------ Document section
These three changes affect population diets and raise concerns about under-nutrition, obesity and NCDs, by altering the local availability, nutritional quality, price and desirability of foods. Recent trade agreements also encroach on policy space, protecting the investor at the cost of public health (e.g. affecting fiscal measures or taxes on unhealthy foods, food labelling and advertising restrictions on unhealthy foods). Food industry influence on public policy development is already a significant problem in many countries. Therefore, we need strong evidence to inform trade policy that embeds principles of health, nutrition and equity, and implementation strategies that mitigate the negative health consequence of trade agreements.

Ladies and gentlemen,

10. Considering multiple linkages and threats of malnutrition, following the 1992 International Congress of Nutrition (ICN) in Rome, many countries, including Malaysia, have formulated and implemented the National Plans of Action on Nutrition (NPANs) to address malnutrition, unhealthy diets, obesity and/or nutrition-related NCDs. Malaysia has implemented the National Nutrition Policy of Malaysia that endeavours to achieve and maintain optimal nutritional well-being of Malaysians. The policy aims at providing access to adequate, nutritious, safe and quality food for all. It promotes and supports strategies for the practice of healthy eating. The policy integrates and synergises the efforts of relevant stakeholders in planning, implementing and evaluating food and nutrition programmes that are effective and sustainable.

Ladies and gentlemen,

11. The National Plan of Action for Nutrition of Malaysia (NPANM) has been framed and implemented since 1996 following the call from the World Declaration on Nutrition and Plan of Action adopted by the International Conference on Nutrition (ICN) in Rome, 1992. The plan focuses on multi-sectoral efforts and commitments of all nations, non-government organisations and the international community to enhance the nutritional status of the population as well as to prevent and control diet-related non-communicable diseases. Thus, there are currently established and strong collaborations in nutrition and health sectors between Ministry of Health Malaysia and various ministries and agencies.

12. With the upcoming Framework for Action (FFA) which is guided by the upcoming Rome Declaration on Nutrition 2014, a collective commitment made at ICN2 will ensure that development in improving people’s nutrition including the global food system in the region is carried out in a sustainable way. This will strengthen the implementation of the country specific NPAN covering all spectrums of nutrition issues including governance, environmental, social and health aspects. This FFA is designed to provide key priorities that would guide member states a Decade of Action on Nutrition, endorsed and led by the United Nations General Assembly.

13. To align further our efforts to harness towards better health through public health nutrition, I hope that the presentations and sharing of knowledge and experiences from various fields would challenge and encourage participants in this conference to enhance our policy formulation and evaluation, and improvement in our practices, in the fields of public health nutrition, where relevant.

Ladies and gentlemen,

14. I wish all of you a fruitful time in sharing the deliberations of the conference. I hope more significant outputs will follow through from the deliberations. To all the participants and delegates, thank you for being part of the conference and I believe all of you will benefit from the programme that have been prepared. Most importantly, you would utilise the knowledge gained here in your respective workplace and disciplines.

Have an enjoyable and fruitful conference. On that note and with the great word Bismillahirahmanirrahim, I declare the “4th International Public Health Conference” open. Thank you.
------------
------ Available data
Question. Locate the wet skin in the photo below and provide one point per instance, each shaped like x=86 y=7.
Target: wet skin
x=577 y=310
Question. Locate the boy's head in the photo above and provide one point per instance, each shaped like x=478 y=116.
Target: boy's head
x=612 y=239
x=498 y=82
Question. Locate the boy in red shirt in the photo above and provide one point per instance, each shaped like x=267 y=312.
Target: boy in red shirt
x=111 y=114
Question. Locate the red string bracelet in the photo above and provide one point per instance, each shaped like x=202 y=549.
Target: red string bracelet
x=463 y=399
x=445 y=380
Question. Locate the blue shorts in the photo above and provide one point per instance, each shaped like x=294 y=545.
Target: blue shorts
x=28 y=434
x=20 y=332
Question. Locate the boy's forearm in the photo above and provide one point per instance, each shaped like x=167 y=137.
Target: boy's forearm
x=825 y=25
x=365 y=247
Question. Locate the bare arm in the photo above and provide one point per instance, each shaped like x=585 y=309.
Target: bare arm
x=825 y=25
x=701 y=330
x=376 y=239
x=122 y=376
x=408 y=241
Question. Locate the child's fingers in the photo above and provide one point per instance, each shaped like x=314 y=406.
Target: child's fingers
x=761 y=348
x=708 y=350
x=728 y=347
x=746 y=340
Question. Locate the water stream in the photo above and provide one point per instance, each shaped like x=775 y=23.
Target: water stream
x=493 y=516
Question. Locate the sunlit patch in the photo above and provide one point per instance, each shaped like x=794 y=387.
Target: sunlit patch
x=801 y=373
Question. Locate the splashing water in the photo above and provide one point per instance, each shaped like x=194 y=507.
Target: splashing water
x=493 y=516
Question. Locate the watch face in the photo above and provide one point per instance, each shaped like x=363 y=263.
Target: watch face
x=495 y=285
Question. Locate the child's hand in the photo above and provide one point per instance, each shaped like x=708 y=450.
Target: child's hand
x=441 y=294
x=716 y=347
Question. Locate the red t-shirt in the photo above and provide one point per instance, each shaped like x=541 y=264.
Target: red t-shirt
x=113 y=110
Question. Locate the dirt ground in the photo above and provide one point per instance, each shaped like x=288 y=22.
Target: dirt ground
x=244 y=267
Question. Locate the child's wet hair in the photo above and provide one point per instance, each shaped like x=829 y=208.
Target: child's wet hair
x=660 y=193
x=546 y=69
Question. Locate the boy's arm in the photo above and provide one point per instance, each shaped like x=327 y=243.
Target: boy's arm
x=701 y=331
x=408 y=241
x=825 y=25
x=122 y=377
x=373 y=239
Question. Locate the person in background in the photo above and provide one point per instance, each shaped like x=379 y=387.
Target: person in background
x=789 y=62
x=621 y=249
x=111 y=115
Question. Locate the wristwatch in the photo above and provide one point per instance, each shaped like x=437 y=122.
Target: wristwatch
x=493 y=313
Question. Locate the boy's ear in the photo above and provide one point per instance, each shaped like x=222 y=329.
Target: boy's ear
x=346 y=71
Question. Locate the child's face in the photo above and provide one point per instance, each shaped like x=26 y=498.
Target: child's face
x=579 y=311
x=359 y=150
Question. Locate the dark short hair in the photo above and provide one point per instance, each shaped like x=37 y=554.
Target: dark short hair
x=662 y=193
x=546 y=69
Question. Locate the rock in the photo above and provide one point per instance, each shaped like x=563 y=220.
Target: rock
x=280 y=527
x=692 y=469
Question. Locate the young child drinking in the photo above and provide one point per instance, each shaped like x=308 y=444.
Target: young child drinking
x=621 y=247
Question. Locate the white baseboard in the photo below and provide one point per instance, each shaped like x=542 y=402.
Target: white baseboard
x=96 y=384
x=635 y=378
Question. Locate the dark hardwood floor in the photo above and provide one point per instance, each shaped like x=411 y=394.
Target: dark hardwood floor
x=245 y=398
------------
According to the conference opening speech, since what year has the National Plan of Action for Nutrition of Malaysia been framed and implemented?

Since 1996.